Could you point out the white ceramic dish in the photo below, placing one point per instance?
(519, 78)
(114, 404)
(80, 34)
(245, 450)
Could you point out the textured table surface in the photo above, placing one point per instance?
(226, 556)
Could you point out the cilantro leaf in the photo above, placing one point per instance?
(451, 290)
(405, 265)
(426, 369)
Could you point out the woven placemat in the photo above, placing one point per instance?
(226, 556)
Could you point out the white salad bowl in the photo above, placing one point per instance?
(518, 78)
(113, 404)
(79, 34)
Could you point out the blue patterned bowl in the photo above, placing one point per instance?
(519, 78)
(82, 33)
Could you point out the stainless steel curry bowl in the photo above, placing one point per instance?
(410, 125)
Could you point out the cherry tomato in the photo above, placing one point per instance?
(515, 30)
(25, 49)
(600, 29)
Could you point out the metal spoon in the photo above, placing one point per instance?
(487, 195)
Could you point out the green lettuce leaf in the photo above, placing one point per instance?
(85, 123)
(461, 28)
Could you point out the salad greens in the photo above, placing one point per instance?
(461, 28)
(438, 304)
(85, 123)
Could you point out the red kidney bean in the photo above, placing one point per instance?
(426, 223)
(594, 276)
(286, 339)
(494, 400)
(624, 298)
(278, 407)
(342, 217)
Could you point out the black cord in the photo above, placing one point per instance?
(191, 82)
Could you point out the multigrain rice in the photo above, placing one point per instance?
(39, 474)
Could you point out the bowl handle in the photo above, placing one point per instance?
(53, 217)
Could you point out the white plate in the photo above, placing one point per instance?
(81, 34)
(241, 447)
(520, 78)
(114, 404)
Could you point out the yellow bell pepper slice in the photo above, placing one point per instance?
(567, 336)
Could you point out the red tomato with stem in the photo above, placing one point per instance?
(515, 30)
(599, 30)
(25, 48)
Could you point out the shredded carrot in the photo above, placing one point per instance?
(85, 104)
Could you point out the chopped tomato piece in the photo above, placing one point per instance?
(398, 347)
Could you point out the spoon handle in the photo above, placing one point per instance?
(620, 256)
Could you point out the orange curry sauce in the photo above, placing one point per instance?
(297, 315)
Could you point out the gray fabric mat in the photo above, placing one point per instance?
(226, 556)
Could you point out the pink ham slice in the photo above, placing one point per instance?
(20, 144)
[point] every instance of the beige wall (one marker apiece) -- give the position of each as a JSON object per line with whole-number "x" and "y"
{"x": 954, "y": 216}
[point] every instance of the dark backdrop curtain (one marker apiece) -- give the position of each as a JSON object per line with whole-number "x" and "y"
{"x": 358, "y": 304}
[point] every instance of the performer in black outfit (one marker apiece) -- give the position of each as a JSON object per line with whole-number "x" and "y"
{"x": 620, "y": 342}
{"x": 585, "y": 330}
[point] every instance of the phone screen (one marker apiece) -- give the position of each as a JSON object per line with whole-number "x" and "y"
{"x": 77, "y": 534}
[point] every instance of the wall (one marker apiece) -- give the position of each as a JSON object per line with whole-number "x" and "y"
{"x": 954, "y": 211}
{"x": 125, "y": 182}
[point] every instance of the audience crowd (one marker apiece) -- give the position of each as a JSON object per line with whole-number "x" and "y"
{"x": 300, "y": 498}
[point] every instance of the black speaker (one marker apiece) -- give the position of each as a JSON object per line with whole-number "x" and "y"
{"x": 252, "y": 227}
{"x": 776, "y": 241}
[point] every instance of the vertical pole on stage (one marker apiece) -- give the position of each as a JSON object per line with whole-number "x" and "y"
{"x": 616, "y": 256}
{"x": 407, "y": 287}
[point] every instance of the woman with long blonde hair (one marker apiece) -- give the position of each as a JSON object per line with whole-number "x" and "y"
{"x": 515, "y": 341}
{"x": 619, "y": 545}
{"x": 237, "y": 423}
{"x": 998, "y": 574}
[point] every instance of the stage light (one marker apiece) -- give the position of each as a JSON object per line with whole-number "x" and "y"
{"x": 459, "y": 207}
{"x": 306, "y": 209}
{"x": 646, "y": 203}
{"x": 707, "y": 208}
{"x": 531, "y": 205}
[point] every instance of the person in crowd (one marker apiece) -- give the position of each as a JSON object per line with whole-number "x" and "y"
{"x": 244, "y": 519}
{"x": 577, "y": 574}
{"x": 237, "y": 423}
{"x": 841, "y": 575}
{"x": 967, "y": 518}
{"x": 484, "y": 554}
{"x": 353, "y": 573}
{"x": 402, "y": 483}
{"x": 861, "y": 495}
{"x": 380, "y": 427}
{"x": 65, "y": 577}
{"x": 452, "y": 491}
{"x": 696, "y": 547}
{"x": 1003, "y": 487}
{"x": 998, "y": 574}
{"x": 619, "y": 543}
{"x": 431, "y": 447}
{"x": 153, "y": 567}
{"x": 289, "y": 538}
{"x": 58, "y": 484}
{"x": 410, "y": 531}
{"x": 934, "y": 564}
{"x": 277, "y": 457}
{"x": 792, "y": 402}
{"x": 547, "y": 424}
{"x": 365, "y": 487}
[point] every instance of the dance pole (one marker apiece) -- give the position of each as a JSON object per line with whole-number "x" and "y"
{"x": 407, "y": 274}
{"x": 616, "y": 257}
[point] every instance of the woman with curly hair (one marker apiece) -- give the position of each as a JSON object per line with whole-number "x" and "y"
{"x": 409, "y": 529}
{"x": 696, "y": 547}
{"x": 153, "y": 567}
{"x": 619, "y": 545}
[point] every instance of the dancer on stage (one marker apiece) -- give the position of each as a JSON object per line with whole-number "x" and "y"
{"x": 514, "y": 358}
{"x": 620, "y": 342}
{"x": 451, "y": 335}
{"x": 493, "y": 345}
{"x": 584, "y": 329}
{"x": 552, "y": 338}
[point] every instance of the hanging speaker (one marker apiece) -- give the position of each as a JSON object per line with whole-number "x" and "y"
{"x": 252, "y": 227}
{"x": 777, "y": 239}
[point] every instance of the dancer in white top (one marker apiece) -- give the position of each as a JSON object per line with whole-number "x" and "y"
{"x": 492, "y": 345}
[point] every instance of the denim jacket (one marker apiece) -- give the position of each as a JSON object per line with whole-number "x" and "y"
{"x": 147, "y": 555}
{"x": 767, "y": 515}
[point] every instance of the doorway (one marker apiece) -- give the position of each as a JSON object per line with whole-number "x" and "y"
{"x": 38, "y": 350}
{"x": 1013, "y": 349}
+-------+
#### To do
Everything in the data above is to be given again, unchanged.

#### Solution
Could you point out the white ceramic dish in the photo below, placing one point per instance?
(519, 78)
(114, 404)
(80, 34)
(245, 450)
Could you point out the textured table surface in the photo above, placing one point per instance?
(226, 556)
Could you point out the cilantro leaf in the photo above, placing one point per instance?
(451, 290)
(405, 265)
(426, 369)
Could you point out the woven placemat in the photo above, placing one point per instance?
(226, 556)
Could you point out the white salad bowl in the photo above, placing one point per instance?
(518, 78)
(113, 404)
(79, 34)
Could you point out the blue patterned bowl in the photo above, placing one point per instance?
(519, 78)
(82, 33)
Could you point out the stainless steel curry bowl in the photo above, placing one point per instance?
(410, 125)
Could you point out the cherry tomato in the photo above, placing one point per instance?
(515, 30)
(25, 49)
(600, 29)
Could you point out the metal spoon in the photo above, placing one point per instance?
(487, 195)
Could you point out the green lettuce leaf in the photo above, placing one point per instance?
(85, 123)
(461, 28)
Could you point out the salad greens in the photo above, placing one point per instance?
(461, 28)
(438, 304)
(85, 123)
Could you point out the red kidney bean in the photo above, placing one point per instance?
(426, 223)
(594, 276)
(286, 339)
(494, 400)
(624, 298)
(278, 407)
(342, 217)
Could you point out the black cord in the photo above, placing one point per instance?
(191, 82)
Could you point out the multigrain rice in the photo above, placing one point per instance?
(39, 474)
Could you point out the bowl handle in the photo above, placing one point per instance?
(53, 217)
Could you point out the white plate in the photo above, placing one point per instance?
(81, 34)
(241, 447)
(520, 78)
(114, 404)
Could you point out the yellow bell pepper slice in the photo above, placing one point per instance?
(567, 336)
Could you point out the red tomato with stem in the photo above, placing one point per instance?
(515, 30)
(599, 30)
(25, 48)
Could you point out the shredded carrot in the photo above, placing one point per instance?
(85, 104)
Could you point out the chopped tomato piece in the photo above, placing one point per instance?
(398, 347)
Could you point out the spoon handle in the photo above, placing one point per instance?
(620, 256)
Could you point out the orange curry sauce in the photo above, placing one point per instance?
(297, 315)
Could you point out the gray fabric mat in the photo above, placing one point per instance?
(226, 556)
Could you point out the pink ham slice in the photo above, placing one point per instance?
(20, 144)
[point] every instance of the beige wall (one marker apiece) -- give the position of each as a JSON object per line with whole-number "x" and "y"
{"x": 954, "y": 216}
[point] every instance of the dark backdrop curtain (one marker apiece) -- give the position of each as a JSON object per line with whole-number "x" and "y"
{"x": 358, "y": 304}
[point] every instance of the performer in black outfit (one marker apiece) -- give the position of each as a JSON object per line with whole-number "x" and "y"
{"x": 620, "y": 342}
{"x": 585, "y": 330}
[point] every instance of the phone screen (one marker apiece) -- give the position of each as a JSON object per line with whole-number "x" and "y"
{"x": 77, "y": 534}
[point] every instance of the wall (one marker apiece) -- give the position of each as a JSON object per line with whole-number "x" and "y"
{"x": 954, "y": 211}
{"x": 125, "y": 182}
[point] every instance of the audience crowd (one marker apiece) -- give the position of each as a JSON object per line with whole-number "x" and "y"
{"x": 300, "y": 498}
[point] every instance of the black speaker (one marker apiece) -- give the position of each as a JSON object per line with whole-number "x" and "y"
{"x": 252, "y": 227}
{"x": 776, "y": 241}
[point] every instance of the vertical pole on stage (one marker apiece) -- give the position of each as a JSON object per line with whole-number "x" and "y"
{"x": 616, "y": 256}
{"x": 407, "y": 287}
[point] every instance of the woman with long blonde hair (one marker apiece) -- give the position of each as a JSON object per line with whole-number "x" and "y"
{"x": 515, "y": 341}
{"x": 619, "y": 545}
{"x": 237, "y": 423}
{"x": 998, "y": 574}
[point] every instance of the stage light (one marker apiece) -- give the position of each as a JSON object per line with whole-number "x" and "y"
{"x": 459, "y": 207}
{"x": 306, "y": 209}
{"x": 646, "y": 203}
{"x": 707, "y": 208}
{"x": 531, "y": 205}
[point] every instance of the person in crowd (one marker apiece) -- give the position of each as a JSON object per line with whole-number "x" and "y"
{"x": 244, "y": 519}
{"x": 577, "y": 574}
{"x": 237, "y": 423}
{"x": 841, "y": 575}
{"x": 967, "y": 518}
{"x": 484, "y": 554}
{"x": 353, "y": 573}
{"x": 402, "y": 483}
{"x": 861, "y": 495}
{"x": 380, "y": 427}
{"x": 65, "y": 577}
{"x": 452, "y": 491}
{"x": 696, "y": 547}
{"x": 1003, "y": 487}
{"x": 998, "y": 574}
{"x": 619, "y": 543}
{"x": 431, "y": 447}
{"x": 153, "y": 567}
{"x": 289, "y": 538}
{"x": 58, "y": 484}
{"x": 410, "y": 531}
{"x": 934, "y": 564}
{"x": 277, "y": 457}
{"x": 792, "y": 402}
{"x": 547, "y": 424}
{"x": 365, "y": 487}
[point] every instance of the dance pole (one marker apiece) -- give the position of each as a JSON object per line with whole-number "x" and "y"
{"x": 407, "y": 274}
{"x": 616, "y": 257}
[point] every instance of the woman with curly hair (one marker apiece) -- give the position of each as a JSON object per line with whole-number "x" and "y"
{"x": 409, "y": 529}
{"x": 696, "y": 547}
{"x": 153, "y": 567}
{"x": 619, "y": 545}
[point] every instance of the dancer on stage (one marker apiece) -- give the position of each as a JSON object per line with whole-number "x" and "y"
{"x": 514, "y": 358}
{"x": 620, "y": 342}
{"x": 451, "y": 335}
{"x": 493, "y": 345}
{"x": 584, "y": 329}
{"x": 552, "y": 338}
[point] every instance of the hanging speaker (one marker apiece) -- give the position of each as a JSON object per line with whole-number "x" and "y"
{"x": 252, "y": 227}
{"x": 777, "y": 239}
[point] every instance of the dancer in white top (one marker apiece) -- give the position of each as a JSON object per line with whole-number "x" and "y"
{"x": 492, "y": 345}
[point] every instance of the denim jacket (one marker apiece) -- give the position of each as a JSON object per line with whole-number "x" and "y"
{"x": 147, "y": 555}
{"x": 767, "y": 515}
[point] every instance of the doorway (one marker apiece) -- give the position of each as a JSON object per line with whole-number "x" and "y"
{"x": 38, "y": 350}
{"x": 1013, "y": 349}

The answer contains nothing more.